Records for processing:
☆ ☆ ☆ ☆ ☆ ☆ ☆

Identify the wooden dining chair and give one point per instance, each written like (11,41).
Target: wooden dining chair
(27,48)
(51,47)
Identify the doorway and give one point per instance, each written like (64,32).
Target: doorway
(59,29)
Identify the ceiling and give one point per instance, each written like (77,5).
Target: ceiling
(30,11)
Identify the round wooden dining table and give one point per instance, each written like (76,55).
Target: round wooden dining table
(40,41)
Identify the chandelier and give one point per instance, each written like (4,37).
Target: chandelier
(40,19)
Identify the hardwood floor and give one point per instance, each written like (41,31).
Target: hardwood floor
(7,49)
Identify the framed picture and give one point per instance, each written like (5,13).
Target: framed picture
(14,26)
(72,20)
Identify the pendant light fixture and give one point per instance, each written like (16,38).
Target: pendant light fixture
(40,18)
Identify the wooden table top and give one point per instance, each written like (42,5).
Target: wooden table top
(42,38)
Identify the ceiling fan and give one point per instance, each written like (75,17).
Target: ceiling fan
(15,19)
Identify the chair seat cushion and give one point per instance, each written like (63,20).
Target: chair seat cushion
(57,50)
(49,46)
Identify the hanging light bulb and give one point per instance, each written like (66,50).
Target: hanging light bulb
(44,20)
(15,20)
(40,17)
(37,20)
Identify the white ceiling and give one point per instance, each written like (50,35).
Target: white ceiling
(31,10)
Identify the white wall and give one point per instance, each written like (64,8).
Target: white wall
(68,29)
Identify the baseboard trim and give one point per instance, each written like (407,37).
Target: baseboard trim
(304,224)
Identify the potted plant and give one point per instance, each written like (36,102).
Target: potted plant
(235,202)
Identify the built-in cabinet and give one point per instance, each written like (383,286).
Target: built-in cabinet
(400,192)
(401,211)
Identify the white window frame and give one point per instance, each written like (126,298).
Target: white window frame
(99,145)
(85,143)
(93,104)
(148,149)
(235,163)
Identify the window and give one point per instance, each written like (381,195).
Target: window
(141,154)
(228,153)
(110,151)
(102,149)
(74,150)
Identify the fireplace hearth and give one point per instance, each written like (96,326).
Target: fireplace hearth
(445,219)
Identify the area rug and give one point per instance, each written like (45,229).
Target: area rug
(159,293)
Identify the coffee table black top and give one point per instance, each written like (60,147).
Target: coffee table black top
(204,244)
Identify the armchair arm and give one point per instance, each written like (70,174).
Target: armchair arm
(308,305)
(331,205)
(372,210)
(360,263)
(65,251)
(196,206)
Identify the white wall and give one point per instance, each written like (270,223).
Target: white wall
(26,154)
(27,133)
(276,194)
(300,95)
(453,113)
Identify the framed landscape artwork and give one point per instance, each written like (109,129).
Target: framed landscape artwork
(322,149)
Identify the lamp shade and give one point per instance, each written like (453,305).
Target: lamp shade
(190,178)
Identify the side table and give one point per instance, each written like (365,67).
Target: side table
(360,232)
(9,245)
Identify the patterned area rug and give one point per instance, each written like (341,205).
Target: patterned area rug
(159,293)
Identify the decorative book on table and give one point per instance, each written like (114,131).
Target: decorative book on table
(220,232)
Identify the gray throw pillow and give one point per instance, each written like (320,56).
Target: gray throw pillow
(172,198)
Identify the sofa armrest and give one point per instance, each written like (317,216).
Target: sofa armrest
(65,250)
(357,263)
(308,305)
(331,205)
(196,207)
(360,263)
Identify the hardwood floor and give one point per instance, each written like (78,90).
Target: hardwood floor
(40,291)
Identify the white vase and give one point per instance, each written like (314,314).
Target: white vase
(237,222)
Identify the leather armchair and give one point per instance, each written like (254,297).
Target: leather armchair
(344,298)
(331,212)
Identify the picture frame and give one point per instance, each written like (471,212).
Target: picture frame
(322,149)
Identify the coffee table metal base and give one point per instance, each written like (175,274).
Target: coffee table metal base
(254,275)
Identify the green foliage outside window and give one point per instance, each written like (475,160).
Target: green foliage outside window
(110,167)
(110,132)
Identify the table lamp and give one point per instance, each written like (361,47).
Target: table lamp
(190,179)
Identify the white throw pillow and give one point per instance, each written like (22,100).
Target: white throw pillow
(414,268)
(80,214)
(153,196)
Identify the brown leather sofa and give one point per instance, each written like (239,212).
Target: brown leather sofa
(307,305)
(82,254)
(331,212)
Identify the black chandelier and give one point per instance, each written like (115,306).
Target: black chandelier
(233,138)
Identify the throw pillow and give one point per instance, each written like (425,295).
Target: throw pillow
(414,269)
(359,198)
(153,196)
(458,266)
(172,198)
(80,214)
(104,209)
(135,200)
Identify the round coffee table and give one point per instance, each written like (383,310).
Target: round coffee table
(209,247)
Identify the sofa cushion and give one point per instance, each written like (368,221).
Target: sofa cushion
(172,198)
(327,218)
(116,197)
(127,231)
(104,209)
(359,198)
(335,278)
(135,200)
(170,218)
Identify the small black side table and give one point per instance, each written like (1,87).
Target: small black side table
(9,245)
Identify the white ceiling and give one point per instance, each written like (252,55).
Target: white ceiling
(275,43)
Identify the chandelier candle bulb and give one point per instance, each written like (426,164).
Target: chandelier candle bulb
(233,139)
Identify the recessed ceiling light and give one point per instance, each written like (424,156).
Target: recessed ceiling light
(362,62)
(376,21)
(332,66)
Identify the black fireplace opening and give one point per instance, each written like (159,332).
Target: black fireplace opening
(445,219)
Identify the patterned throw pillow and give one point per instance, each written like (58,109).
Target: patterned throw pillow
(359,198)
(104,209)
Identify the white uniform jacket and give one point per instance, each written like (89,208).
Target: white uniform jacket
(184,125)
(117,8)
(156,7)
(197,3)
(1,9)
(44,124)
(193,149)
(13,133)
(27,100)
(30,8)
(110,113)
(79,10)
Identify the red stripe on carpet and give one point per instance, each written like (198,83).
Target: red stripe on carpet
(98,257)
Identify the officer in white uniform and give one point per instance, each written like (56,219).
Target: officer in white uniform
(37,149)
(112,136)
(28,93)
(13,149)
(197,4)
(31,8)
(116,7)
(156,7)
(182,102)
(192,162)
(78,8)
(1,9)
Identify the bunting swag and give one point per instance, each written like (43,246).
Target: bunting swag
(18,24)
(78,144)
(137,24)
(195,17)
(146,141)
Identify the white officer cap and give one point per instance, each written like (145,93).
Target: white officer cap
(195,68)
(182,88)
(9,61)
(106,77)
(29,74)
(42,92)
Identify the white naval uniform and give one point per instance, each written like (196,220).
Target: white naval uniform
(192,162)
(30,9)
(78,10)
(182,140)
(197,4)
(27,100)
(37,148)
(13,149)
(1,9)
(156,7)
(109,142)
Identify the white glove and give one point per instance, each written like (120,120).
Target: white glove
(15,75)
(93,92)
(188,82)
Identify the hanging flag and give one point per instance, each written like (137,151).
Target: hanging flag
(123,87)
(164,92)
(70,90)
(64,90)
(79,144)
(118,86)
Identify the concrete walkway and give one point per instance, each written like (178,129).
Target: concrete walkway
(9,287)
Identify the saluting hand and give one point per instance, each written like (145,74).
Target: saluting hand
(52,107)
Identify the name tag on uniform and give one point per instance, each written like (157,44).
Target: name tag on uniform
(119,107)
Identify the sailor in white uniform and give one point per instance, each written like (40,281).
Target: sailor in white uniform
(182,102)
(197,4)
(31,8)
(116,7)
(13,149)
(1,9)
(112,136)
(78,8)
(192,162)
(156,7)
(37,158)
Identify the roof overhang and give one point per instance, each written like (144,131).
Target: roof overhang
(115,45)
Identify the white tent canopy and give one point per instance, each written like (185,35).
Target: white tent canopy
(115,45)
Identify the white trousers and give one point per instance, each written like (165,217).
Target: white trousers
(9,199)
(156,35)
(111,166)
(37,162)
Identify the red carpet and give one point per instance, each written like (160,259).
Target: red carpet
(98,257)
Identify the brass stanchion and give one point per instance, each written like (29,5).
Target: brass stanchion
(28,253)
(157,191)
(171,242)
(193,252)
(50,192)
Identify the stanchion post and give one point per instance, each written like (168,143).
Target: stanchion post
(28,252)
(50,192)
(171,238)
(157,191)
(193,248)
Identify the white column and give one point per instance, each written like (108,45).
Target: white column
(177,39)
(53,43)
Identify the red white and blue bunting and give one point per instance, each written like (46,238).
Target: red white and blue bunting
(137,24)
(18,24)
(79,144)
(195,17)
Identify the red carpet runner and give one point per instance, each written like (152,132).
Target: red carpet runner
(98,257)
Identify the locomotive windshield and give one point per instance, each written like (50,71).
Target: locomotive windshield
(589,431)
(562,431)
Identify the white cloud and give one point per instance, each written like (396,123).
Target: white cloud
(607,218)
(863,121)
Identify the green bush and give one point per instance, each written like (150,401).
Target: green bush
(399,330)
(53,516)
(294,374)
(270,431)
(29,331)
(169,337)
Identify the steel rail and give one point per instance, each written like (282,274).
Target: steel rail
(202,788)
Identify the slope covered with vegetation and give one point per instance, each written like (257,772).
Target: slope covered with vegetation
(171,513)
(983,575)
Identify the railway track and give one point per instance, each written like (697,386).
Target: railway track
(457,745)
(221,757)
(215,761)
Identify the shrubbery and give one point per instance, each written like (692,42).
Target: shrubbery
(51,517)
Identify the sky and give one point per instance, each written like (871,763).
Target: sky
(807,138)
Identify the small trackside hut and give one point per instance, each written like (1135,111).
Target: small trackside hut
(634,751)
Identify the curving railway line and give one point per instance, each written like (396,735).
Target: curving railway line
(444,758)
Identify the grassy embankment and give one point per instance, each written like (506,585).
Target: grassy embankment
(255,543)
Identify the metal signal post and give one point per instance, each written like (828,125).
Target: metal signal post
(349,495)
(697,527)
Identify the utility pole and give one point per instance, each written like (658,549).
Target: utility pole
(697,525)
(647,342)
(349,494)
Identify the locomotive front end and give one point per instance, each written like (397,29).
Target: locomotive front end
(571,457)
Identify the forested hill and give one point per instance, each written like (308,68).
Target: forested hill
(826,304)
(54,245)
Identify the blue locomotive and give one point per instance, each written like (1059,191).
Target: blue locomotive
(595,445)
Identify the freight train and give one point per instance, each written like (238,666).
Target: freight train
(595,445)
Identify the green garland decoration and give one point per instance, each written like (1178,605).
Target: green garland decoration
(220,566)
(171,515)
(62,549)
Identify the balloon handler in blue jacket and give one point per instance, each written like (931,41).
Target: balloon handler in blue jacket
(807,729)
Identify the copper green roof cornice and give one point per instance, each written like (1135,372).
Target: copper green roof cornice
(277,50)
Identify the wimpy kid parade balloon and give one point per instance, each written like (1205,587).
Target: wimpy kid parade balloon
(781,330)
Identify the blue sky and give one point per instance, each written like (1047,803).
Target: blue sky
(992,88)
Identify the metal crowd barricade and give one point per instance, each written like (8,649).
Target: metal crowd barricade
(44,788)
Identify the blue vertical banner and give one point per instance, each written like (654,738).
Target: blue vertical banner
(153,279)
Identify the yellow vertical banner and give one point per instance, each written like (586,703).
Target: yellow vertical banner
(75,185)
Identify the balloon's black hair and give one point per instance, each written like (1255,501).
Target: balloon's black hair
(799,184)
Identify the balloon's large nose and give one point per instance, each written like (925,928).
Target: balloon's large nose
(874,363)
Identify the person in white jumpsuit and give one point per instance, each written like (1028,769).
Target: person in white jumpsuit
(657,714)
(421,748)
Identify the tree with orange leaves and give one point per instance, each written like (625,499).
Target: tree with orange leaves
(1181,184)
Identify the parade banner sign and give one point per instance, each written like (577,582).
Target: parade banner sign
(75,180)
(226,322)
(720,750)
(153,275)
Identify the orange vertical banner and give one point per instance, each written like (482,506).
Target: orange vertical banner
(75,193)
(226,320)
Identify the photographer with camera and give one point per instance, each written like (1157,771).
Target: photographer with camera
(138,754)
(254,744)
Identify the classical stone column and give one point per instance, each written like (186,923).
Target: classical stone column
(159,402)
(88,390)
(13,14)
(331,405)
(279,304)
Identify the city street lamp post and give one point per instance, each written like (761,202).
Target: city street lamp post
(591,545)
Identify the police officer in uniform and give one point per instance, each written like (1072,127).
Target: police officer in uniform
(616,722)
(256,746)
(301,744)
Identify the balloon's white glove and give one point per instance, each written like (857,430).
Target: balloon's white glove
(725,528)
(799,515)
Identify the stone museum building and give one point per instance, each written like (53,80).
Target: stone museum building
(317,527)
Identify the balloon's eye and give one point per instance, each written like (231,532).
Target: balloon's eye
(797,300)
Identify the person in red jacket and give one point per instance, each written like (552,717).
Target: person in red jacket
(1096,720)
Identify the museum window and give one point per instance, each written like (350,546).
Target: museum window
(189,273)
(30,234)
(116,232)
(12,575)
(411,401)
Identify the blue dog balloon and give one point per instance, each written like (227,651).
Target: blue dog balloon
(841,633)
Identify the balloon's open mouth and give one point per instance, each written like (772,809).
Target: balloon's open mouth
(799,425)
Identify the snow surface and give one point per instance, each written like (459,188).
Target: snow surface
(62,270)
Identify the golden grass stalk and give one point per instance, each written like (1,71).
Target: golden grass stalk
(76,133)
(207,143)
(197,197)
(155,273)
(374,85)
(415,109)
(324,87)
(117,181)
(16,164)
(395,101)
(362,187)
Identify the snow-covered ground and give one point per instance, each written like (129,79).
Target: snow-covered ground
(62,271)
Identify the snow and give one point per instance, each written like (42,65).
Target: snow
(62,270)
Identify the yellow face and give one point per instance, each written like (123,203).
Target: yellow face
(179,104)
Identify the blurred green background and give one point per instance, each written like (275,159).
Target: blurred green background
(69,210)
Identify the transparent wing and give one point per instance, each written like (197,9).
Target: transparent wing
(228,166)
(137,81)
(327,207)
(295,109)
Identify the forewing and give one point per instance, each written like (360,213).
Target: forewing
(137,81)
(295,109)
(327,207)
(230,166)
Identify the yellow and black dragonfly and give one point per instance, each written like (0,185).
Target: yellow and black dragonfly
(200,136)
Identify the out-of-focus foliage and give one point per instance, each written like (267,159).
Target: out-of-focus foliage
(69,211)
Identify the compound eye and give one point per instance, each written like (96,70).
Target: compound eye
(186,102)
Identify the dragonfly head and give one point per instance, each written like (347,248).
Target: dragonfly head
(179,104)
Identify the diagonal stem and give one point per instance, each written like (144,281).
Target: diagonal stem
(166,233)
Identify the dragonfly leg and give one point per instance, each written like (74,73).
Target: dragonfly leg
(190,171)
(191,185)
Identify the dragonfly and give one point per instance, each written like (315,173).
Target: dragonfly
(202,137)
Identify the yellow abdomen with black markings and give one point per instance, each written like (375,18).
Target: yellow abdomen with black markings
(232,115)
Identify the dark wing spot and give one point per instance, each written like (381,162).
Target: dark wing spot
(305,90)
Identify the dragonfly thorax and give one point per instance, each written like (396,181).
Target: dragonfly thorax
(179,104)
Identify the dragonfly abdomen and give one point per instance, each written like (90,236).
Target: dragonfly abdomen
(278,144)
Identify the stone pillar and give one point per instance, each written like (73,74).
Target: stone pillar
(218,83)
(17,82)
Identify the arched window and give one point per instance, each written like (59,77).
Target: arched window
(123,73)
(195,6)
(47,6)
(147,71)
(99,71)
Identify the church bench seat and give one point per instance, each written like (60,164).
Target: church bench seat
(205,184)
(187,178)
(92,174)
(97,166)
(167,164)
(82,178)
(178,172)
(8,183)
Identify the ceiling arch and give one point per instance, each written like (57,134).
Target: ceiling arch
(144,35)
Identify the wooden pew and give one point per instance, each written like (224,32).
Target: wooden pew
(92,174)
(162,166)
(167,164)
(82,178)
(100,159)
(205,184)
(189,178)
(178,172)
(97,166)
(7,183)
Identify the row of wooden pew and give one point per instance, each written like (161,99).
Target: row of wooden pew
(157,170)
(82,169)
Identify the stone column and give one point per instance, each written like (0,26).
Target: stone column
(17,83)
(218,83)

☆ ☆ ☆ ☆ ☆ ☆ ☆

Exercise instructions: Exact repetition is required for the lines from the one that contains "Identify the church" through the final line; leave out everything else.

Task output:
Identify the church bench seat and give one point per instance, each written like (60,164).
Target: church bench seat
(205,184)
(187,178)
(92,174)
(97,166)
(167,164)
(82,178)
(178,172)
(8,183)
Identify the ceiling arch and give one point per instance, each written like (57,134).
Target: ceiling arch
(144,35)
Identify the wooden pew and give one point per instance, each written like (224,32).
Target: wooden pew
(92,174)
(162,166)
(167,164)
(82,178)
(100,159)
(205,184)
(189,178)
(178,172)
(97,166)
(7,183)
Identify the row of wooden pew and give one point per instance, each written like (161,99).
Target: row of wooden pew
(157,170)
(82,169)
Identify the stone column and give one point per instance, each written like (0,26).
Target: stone column
(17,83)
(218,83)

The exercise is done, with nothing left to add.